**Requirement:**
Nothing but the images is to be left out of your exact copy of the entries.

**Input:**
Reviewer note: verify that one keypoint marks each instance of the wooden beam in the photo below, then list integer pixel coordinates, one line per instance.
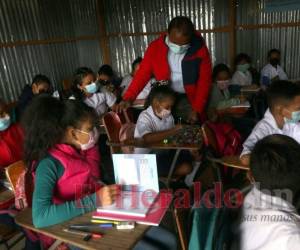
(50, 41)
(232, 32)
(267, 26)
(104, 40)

**Solution to this exercise:**
Reviewer note: verify that one keypoint marks each instance of the wooden beam in the photo below, then list integer pixel coordinates, one line per instance.
(50, 41)
(232, 32)
(267, 26)
(104, 40)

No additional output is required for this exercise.